DIRECTIONS FOR THIS TASK: Give back every record word for word, keeping the pictures out.
++++ SOURCE DATA ++++
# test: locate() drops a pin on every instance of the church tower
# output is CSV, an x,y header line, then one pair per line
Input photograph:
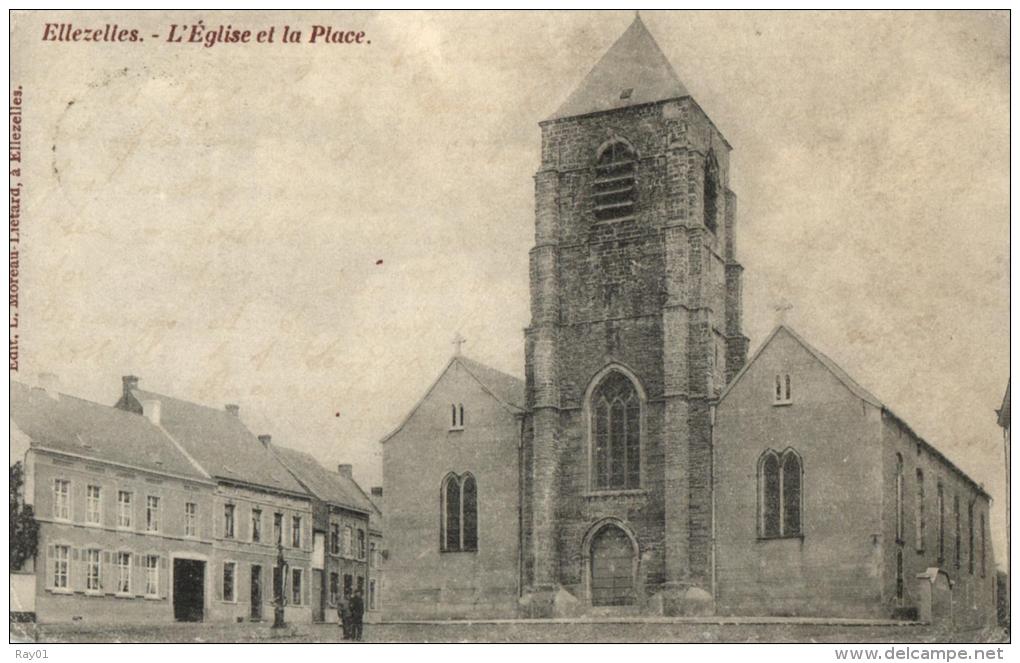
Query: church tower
x,y
635,328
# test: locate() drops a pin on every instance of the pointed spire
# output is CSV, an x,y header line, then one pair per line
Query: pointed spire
x,y
632,71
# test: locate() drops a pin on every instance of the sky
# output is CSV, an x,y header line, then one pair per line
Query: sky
x,y
302,228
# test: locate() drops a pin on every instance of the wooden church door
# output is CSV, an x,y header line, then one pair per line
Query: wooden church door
x,y
612,568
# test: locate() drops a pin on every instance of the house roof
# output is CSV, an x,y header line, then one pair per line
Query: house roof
x,y
220,443
333,488
81,427
506,389
633,63
855,389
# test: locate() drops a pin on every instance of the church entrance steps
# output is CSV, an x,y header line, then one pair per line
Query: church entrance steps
x,y
634,618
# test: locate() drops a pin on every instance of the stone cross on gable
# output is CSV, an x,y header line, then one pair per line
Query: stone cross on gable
x,y
781,309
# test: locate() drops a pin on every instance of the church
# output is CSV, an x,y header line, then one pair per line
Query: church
x,y
645,465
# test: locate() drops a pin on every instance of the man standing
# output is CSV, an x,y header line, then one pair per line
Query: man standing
x,y
357,615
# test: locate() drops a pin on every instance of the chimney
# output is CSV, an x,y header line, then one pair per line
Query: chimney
x,y
151,410
50,384
130,383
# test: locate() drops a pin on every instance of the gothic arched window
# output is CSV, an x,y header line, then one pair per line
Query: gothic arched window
x,y
451,513
711,192
613,190
460,514
615,408
779,481
469,509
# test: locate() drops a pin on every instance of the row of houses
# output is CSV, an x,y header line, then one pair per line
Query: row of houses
x,y
158,509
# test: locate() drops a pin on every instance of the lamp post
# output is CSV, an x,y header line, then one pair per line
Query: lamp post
x,y
277,604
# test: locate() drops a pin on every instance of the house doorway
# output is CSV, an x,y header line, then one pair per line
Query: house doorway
x,y
612,568
256,598
318,587
189,590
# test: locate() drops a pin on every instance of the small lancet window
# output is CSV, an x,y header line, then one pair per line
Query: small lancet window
x,y
456,416
614,186
782,395
711,192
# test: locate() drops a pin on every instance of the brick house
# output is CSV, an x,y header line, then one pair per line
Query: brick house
x,y
829,504
122,513
340,528
452,502
257,504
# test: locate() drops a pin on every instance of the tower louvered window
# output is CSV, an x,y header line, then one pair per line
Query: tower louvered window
x,y
614,191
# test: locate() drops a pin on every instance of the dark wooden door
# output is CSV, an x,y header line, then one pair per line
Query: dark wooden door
x,y
189,590
318,595
612,568
256,598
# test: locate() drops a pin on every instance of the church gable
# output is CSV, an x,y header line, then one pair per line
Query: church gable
x,y
465,391
451,472
787,371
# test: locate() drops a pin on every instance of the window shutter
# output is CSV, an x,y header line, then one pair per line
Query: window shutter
x,y
77,569
108,581
51,564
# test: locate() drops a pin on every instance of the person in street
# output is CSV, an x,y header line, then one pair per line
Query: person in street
x,y
357,615
344,611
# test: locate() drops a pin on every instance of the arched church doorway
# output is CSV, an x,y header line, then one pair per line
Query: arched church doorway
x,y
612,567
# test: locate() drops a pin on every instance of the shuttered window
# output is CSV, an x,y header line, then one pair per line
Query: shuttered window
x,y
152,575
93,570
61,567
61,499
93,505
123,573
296,587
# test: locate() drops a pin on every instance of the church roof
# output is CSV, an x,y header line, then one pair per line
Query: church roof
x,y
632,71
855,389
72,425
506,389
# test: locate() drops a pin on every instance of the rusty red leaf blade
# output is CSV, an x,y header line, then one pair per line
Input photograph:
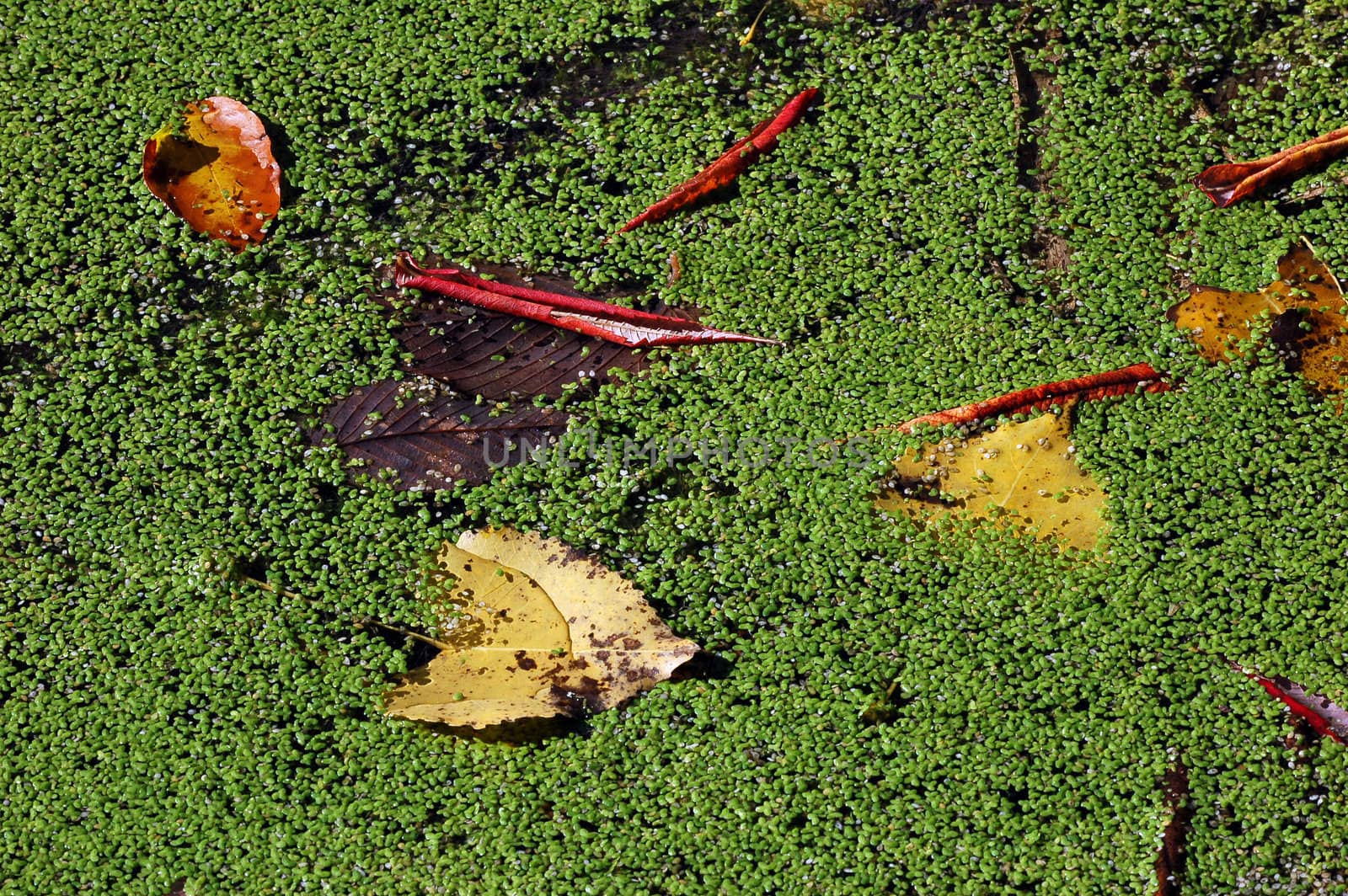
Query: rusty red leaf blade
x,y
1230,184
1180,808
1038,397
731,165
498,356
1328,718
431,440
591,317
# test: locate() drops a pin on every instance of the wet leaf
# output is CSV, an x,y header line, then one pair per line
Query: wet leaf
x,y
1323,714
433,440
590,317
1305,309
1230,184
1041,397
499,356
534,631
731,165
215,170
1024,468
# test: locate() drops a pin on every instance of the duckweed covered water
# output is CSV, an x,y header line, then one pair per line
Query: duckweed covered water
x,y
891,709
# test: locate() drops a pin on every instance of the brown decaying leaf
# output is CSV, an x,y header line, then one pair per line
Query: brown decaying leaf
x,y
536,631
1323,714
1230,184
1180,808
216,172
1026,468
1307,310
433,440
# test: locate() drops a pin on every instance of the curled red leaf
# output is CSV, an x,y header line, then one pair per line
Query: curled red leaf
x,y
732,163
431,440
1230,184
610,323
1038,397
1323,714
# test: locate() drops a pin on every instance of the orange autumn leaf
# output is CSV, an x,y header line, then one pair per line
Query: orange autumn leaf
x,y
1305,312
216,172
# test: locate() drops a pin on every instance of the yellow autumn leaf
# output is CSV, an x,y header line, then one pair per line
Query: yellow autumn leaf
x,y
1305,307
216,172
1024,468
534,631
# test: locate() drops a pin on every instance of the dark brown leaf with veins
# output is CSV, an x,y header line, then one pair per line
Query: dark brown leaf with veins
x,y
431,440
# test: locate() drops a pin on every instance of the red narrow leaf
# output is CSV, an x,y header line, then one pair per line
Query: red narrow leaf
x,y
1037,397
435,440
1180,808
1328,718
498,356
611,323
732,163
1230,184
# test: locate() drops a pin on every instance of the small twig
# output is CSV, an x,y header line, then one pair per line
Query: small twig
x,y
361,621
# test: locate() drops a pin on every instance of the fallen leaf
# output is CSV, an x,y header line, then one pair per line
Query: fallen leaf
x,y
536,631
732,163
1230,184
580,314
1323,714
1180,808
1040,397
215,170
499,356
1305,307
1024,468
433,440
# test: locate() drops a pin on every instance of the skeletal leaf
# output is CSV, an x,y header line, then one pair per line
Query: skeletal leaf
x,y
433,440
215,170
1024,468
534,631
1305,307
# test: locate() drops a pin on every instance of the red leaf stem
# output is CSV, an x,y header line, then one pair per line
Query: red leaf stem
x,y
732,163
1328,718
1037,397
611,323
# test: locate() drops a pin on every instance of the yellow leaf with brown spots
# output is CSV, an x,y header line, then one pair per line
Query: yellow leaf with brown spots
x,y
215,170
1024,473
1305,313
532,631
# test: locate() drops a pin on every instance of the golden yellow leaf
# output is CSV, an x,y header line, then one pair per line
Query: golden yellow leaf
x,y
1024,468
1305,307
216,172
534,631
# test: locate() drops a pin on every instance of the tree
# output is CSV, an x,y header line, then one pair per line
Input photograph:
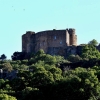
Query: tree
x,y
90,52
93,42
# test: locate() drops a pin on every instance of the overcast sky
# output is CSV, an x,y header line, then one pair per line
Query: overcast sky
x,y
19,16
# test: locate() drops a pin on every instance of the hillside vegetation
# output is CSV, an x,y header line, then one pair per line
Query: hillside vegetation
x,y
45,77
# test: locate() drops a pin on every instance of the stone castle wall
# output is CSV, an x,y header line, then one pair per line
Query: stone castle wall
x,y
46,40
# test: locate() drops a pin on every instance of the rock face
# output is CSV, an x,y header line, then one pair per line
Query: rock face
x,y
53,42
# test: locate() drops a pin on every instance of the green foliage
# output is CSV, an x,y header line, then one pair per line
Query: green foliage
x,y
90,52
93,42
6,67
74,58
++++
ANSWER TO THIS TASK:
# test: locate() drops a pin on every instance of the church tower
# output is CSV, an x,y header line, then one pair per line
Input photograph:
Query: church tower
x,y
635,328
# test: locate() drops a pin on every instance of the pointed spire
# output is CSV, an x,y header line, then one pair per line
Query: pointed spire
x,y
632,71
# test: locate() drops a pin on every instance of the sky
# output is CSV, an x,y header line, then one pair per line
Query: sky
x,y
302,228
# test: locate() drops a pin on every instance of the wooden church door
# output is CSV, an x,y header line, then one pair per line
Query: wooden church door
x,y
612,568
# test: locate() drops a pin on every instance of the house roof
# output is CSV, an x,y header line, then one pair per line
Query: house roof
x,y
220,443
333,488
81,427
506,389
633,63
855,389
# test: locate() drops a pin on every instance of the church entrance steps
# output is CSV, an x,y header line, then one pair per line
Query: church entrance steps
x,y
634,618
# test: locate() drops a pin on every instance of the stone cross on gable
# output is CSV, an x,y header line, then one pair per line
Query: stone cross on gable
x,y
781,309
# test: locate() drops a pin on every instance of the church
# output is CSV, an x,y header line, then one pair per line
Query: church
x,y
645,465
# test: locate() drops a pin on every instance of the man standing
# output is CSV, an x,y header line, then one pair per line
Query: man standing
x,y
357,615
# test: locate() drops a pin on every instance of the chimney
# output is CSV, an x,y header line, then one pair per line
Query: chimney
x,y
151,410
50,384
130,383
# test: locate() drops a pin on every instance of the gothic arched window
# output is CSV, an x,y header line, then one pair per line
Query: gothic arched window
x,y
451,513
711,192
613,190
460,514
615,408
779,481
469,509
# test: locate() drops a pin on every instance of the row of houses
# output is CSV, an x,y header line, then one pair per line
Query: row of houses
x,y
158,509
# test: locate() drops a pin on every instance of the lamp post
# output is CSV, an x,y header line, then one pair per line
Query: lamp post
x,y
277,604
# test: locate() drops a pin on every instance of the house doorway
# output is CSV, an x,y header line, then one pair per line
Query: house doorway
x,y
612,568
256,598
318,587
189,590
# test: locate() drops a pin on every instance of the small lancet window
# output is CSV, an x,y header line, then one pair per line
Query: small lancet window
x,y
456,416
614,186
782,395
711,192
# test: locate() drops a pin on every instance of the brick house
# output is CSV, an x,y header line, then one pair per line
Query: brick house
x,y
829,504
122,513
340,528
452,502
257,504
# test: locate() drops a pin on every instance of the tower louvered window
# output is CSV, an x,y header line, then one pair per line
Query: tower louvered window
x,y
614,191
# test: locate() drops a pin on every instance of the dark wooden door
# output is CSV, an x,y header line, then one pair per line
Query: dark wooden door
x,y
189,590
318,595
612,568
256,598
# test: locate() drops a pin on every instance of the church gable
# output is CSV, an x,y header line, then one pair per line
Query: church gable
x,y
465,391
451,472
787,371
# test: locate() drops a pin on every instance of the window shutter
# output is CSV, an x,y header line, then one pair per line
Query: window shutter
x,y
77,569
108,581
51,564
# test: locate() drops a pin on every instance of the person in street
# output is CSV, an x,y header line, then one pair per line
Query: person in street
x,y
357,615
344,611
# test: locate() drops a pin on every instance of the arched church doorway
# output is CSV, an x,y header line, then one pair per line
Query: arched church doorway
x,y
612,567
# test: locate() drops a pin on every instance of the shuttered window
# output is CSV, an x,y header line, then one pair per line
Query: shuttered window
x,y
152,575
93,570
61,567
61,499
93,505
123,573
296,587
# test: locate() drops a pin on every instance of the church roof
# output is CSV, an x,y header line, then one pair per line
Query: church roof
x,y
632,71
855,389
72,425
506,389
# test: locate() drops a pin on every instance of the rusty red leaf blade
# output is CSV, an x,y header line, then one pair per line
Input photograph:
Query: rusty red leaf blade
x,y
1230,184
1180,808
1038,397
731,165
498,356
1328,718
431,440
591,317
# test: locate() drops a pin on every instance of the wet leaf
# output is CSV, an x,y header line, then one pair per line
Query: wet leaf
x,y
1323,714
433,440
590,317
1305,309
1230,184
1041,397
499,356
534,631
731,165
215,170
1024,468
# test: locate() drops a pin on every instance of the duckweed covered water
# output is CSV, an x,y header line, then one pair per line
Query: duckweed covered water
x,y
891,709
# test: locate() drops a pin on every instance of the brown decaying leaf
# output is CSV, an x,y header line, then one pair per line
Query: brown decaying leaf
x,y
536,631
1323,714
1230,184
1180,808
216,172
1026,468
1307,310
433,440
# test: locate() drops a pin on every instance of the curled red leaf
# output is CSV, an x,y header line, then one pair per line
Query: curled red leaf
x,y
732,163
431,440
1230,184
610,323
1038,397
1323,714
# test: locate() drops a pin on every instance of the orange autumn leaf
# output is CSV, an x,y header line, then one pair per line
Query: orange autumn leaf
x,y
1305,312
216,172
# test: locate() drops a pin on every instance of the yellow autumn leaf
# output is CSV, an x,y header line, then one pair per line
Query: yellow autumn leaf
x,y
1305,307
216,172
1024,468
534,631
# test: locate() drops a pin on every instance of the dark brown leaf with veins
# output is CSV, an x,y header line, then one pair per line
Query: dark brown leaf with veins
x,y
431,440
# test: locate() drops a pin on every instance of the red narrow leaf
# output is CSV, an x,y header line, then one pair per line
Query: red narrow leaf
x,y
1037,397
435,440
1180,808
1328,718
498,356
611,323
732,163
1230,184
# test: locate() drops a pin on every instance of the small twig
# output is CSV, an x,y header line, then one pair per line
Query: small twig
x,y
361,621
# test: locate() drops a pin on every instance of the fallen leaf
# output is CSV, an x,y header line, then one pair per line
Query: fallen leaf
x,y
536,631
732,163
1230,184
580,314
1323,714
1180,808
1040,397
215,170
499,356
1305,307
1024,468
433,440
# test: locate() drops a pin on every instance of the skeletal leaf
# output is CSV, an x,y header line, then one pair per line
Query: skeletal leaf
x,y
433,440
215,170
1024,468
534,631
1305,307
# test: locate() drops a pin on every instance of the red leaf stem
# output is CSV, an x,y header line, then one pair per line
Query: red leaf stem
x,y
732,163
1328,718
1037,397
611,323
# test: locate() drops a pin on every instance of the yellow leaf with brown spots
# output is CSV, an x,y header line, then one pair per line
Query: yellow leaf with brown spots
x,y
215,170
1024,473
1305,313
532,631
# test: locate() drops a pin on every instance of the golden yellow leaf
# output is CSV, an x,y header line, then one pair per line
Query: golden yellow leaf
x,y
1024,468
1305,307
216,172
534,631
# test: locate() drops a pin on every instance of the tree
# output is CSV, an x,y header line, then one pair per line
Input photograph:
Query: tree
x,y
90,52
93,42
# test: locate() drops a pin on every instance of the overcast sky
# output is CSV, an x,y header line, then one pair per line
Query: overcast sky
x,y
19,16
# test: locate() drops a pin on every instance of the hillside vegetation
# output is CSV, an x,y header line, then one pair per line
Query: hillside vegetation
x,y
45,77
# test: locate() drops a pin on every instance of the stone castle wall
# output is CSV, an x,y header line, then one pair per line
Query: stone castle wall
x,y
46,40
# test: locate() drops a pin on every instance of the rock face
# output is CSV, an x,y header line, then one pair per line
Query: rock face
x,y
53,42
# test: locate() drops a pin on every instance of the green foliage
# output is CSV, an x,y header line, then one pair per line
Query: green foliage
x,y
90,52
93,42
6,67
74,58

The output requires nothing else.